▸ **Brief**: Copy the following data exactly and drop the pictures.

Items from a data source

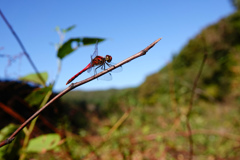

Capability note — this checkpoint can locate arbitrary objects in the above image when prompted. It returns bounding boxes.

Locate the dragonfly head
[105,55,112,62]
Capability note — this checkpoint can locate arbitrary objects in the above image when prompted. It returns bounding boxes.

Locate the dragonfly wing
[106,62,123,73]
[88,41,99,73]
[98,73,112,81]
[87,62,93,73]
[91,41,98,60]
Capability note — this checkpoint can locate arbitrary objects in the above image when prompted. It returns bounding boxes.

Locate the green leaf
[19,72,48,86]
[57,37,105,59]
[26,134,61,153]
[57,38,81,59]
[0,124,18,144]
[82,37,105,45]
[62,25,76,33]
[25,86,52,107]
[0,124,23,160]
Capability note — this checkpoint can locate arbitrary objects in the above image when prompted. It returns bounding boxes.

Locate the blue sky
[0,1,235,91]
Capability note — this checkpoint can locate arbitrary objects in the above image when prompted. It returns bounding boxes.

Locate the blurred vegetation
[231,0,240,10]
[136,11,240,105]
[1,11,240,160]
[56,11,240,159]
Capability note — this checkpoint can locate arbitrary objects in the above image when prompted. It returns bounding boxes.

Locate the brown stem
[186,52,207,160]
[0,38,162,148]
[0,9,46,86]
[0,102,26,123]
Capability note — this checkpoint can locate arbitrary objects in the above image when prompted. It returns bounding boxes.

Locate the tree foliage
[231,0,240,10]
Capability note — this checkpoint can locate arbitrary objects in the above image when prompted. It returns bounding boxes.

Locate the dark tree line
[231,0,240,10]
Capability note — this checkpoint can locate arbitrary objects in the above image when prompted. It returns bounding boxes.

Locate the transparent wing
[87,63,92,73]
[106,62,123,73]
[98,72,112,81]
[91,40,98,60]
[88,41,98,73]
[96,62,122,81]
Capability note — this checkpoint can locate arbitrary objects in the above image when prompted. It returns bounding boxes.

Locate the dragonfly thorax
[66,41,121,85]
[105,55,112,63]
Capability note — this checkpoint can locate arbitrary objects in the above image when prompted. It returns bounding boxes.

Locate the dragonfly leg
[95,65,102,75]
[106,63,112,68]
[101,64,106,70]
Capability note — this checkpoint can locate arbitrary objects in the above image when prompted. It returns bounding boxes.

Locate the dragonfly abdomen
[66,63,92,85]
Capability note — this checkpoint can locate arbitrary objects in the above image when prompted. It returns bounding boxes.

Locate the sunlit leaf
[57,37,105,59]
[62,25,76,33]
[19,72,48,86]
[82,37,105,45]
[57,38,81,59]
[26,134,61,153]
[25,85,52,107]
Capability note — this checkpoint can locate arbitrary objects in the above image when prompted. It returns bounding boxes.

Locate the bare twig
[186,52,207,160]
[0,102,26,123]
[0,9,45,86]
[0,38,162,148]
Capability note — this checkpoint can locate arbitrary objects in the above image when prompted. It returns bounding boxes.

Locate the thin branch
[0,38,162,148]
[186,52,207,160]
[70,38,162,89]
[0,9,46,86]
[0,102,25,123]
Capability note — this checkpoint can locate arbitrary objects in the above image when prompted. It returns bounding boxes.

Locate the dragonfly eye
[106,55,112,62]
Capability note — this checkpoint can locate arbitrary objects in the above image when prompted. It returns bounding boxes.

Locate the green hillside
[135,11,240,106]
[56,11,240,159]
[68,11,240,108]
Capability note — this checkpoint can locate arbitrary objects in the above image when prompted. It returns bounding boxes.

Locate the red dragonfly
[66,41,122,85]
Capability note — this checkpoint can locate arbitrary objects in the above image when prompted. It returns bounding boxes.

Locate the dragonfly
[66,41,122,85]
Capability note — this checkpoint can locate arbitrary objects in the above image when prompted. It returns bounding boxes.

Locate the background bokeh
[0,1,234,91]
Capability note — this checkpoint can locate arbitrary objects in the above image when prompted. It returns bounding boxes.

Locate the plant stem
[186,52,207,160]
[0,9,46,86]
[19,90,52,160]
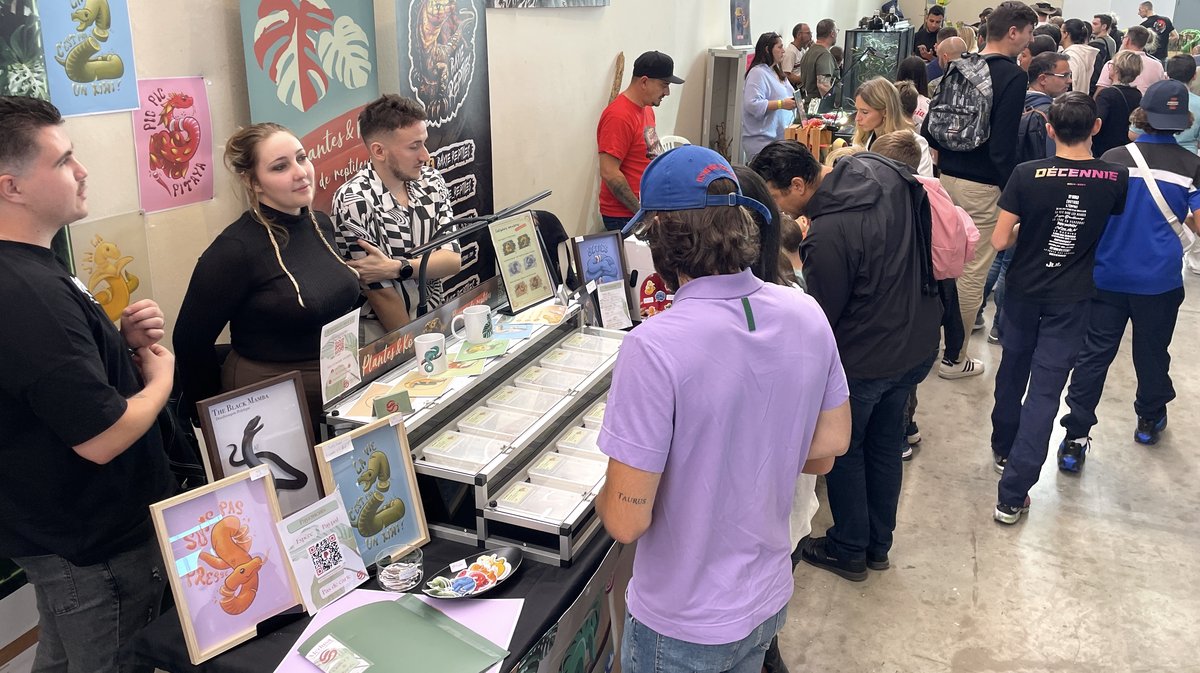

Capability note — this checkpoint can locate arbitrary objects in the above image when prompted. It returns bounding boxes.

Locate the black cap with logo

▸ **Response to this exercise**:
Capability note — this checkpoint can locate arbitrary objects in the above image when prompted. It returns bounding boxes.

Locate the dragonfly head
[105,55,112,62]
Capability note — this checkpoint can locate arbitrary objects in the above image when prompted. It returns bounding boxes.

Locate the dragonfly wing
[106,62,123,73]
[88,41,99,73]
[98,73,112,81]
[87,62,93,73]
[91,41,98,60]
Capability note — this checkpoint can locate arbitrary objects in the above image when prompted. It returns bounding boxes.

Locate the green leaf
[19,72,48,86]
[57,37,105,59]
[26,134,61,153]
[57,38,81,59]
[0,124,18,144]
[82,37,105,45]
[62,25,76,33]
[25,86,52,107]
[0,124,23,160]
Capability note — this checkpoint can locate arbitrary objects in the above image when prompted. It returns bounding boxes.

Locate the blue sky
[0,1,235,91]
Capability note — this checkpoint can locate arbitrary objects in the above image when prompted. It returns bounding boxes.

Locate the blurred vegetation
[231,0,240,10]
[136,11,240,105]
[1,11,240,160]
[56,11,240,159]
Capability note — this checkpoint can locate arbitrary objects in the above image when prompted. It returns bounding boxes.

Locate the brown stem
[186,52,207,160]
[0,38,162,148]
[0,9,46,86]
[0,102,26,123]
Capability note — this checkpoint can locate arbitrary objects in the above image when prompted. It returns bounding boxes.

Locate the tree foliage
[231,0,240,10]
Capability note — this checkpoint can locate arbitrary objects in the above image when prompted. It returns bounding boxes.

Locate the dark tree line
[231,0,240,10]
Capability note — this checkpoint can locate arbitrary objects in the above image when prompted. It returns bounding boxes.

Locate the transparent wing
[87,63,92,73]
[106,62,123,73]
[98,72,112,81]
[91,40,98,60]
[88,41,98,73]
[96,62,122,81]
Capability note — this checkpoint can locate arbitrary objects in the above image when prompted. It returns bounding boxes.

Locate the dragonfly thorax
[66,41,121,85]
[105,55,112,63]
Capability note — this checkpoint can locate arbitrary objects in the above image when prompted. It returns bounding boxes.

Locate the dragonfly leg
[95,65,102,75]
[106,63,112,68]
[101,64,106,70]
Capability note — this checkpoint can locate arbitrary objects in the above image when prompted. It returns bounding boxes.

Locate the dragonfly abdomen
[66,63,92,85]
Capability note — this checkpoint can locate arbitrary objects in the above image when prompted. It returns bounding boxes.

Locate the sunlit leaf
[57,37,105,59]
[62,25,76,33]
[19,72,48,86]
[82,37,105,45]
[57,38,81,59]
[26,134,61,153]
[25,85,52,107]
Capability note — this checkpoint can locate arbitrary objects in the above image when prompted. It returns bounding boxes.

Locate the bare twig
[186,52,207,160]
[0,102,26,123]
[0,9,45,86]
[0,38,162,148]
Capability note — this checkpoint can locate arbitrary objects in the above image when prompted. It returns bounding boxes.

Locate the thin branch
[0,38,162,148]
[186,52,207,160]
[70,38,162,89]
[0,9,46,86]
[0,102,25,123]
Capability note — this checkpoint can locate arbitrary objects in the above image when prompted. It returns bounding boxes.

Locate the dragonfly eye
[106,55,112,62]
Capability note — this checkpoint can locate arbitrary objects in the above image when prompted. It returns bounding boxes.

Locate the green hillside
[135,11,240,106]
[56,11,240,159]
[68,11,240,108]
Capability note — this checkpoint can locate arbitrary objects in the above image when prompted. It returns bounding boxes.

Locate the red dragonfly
[66,41,122,85]
Capability note — this checkpoint can locate arbitrary objects in the above image when prompted. It returns bounding boxes.

Locate the dragonfly
[66,41,122,85]
Capability note — this checkpoint can locate arbitrary objects in the above image when prompted. It returns bounding boxes.

Locate the background bokeh
[0,1,234,91]
Capability note — this checkpoint can locate arbitrary objects in the above image when prompted. It returns bounding boxes.

Locate the plant stem
[186,52,207,160]
[0,9,46,86]
[19,90,52,160]

Capability note — this checkpoint can locate arbitrary objects in the above image when prompted. It returns bounding boxes.

Locate the black cap with logo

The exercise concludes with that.